* _What this task involves_
Present the lines below as a Markdown table with a Row column numbering each line and a Line column holding its text, leaving out any blank lines.
--- START ---
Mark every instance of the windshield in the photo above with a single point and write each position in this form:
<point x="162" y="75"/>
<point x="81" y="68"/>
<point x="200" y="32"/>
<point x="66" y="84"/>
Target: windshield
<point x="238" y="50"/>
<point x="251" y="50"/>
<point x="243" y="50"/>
--- END ---
* _Task response_
| Row | Line |
|---|---|
| 1 | Mark every instance of the windshield in the photo above with a single point and write each position in this form: |
| 2 | <point x="162" y="75"/> |
| 3 | <point x="81" y="68"/> |
| 4 | <point x="200" y="32"/> |
| 5 | <point x="66" y="84"/> |
| 6 | Target: windshield |
| 7 | <point x="238" y="50"/> |
| 8 | <point x="251" y="50"/> |
| 9 | <point x="243" y="50"/> |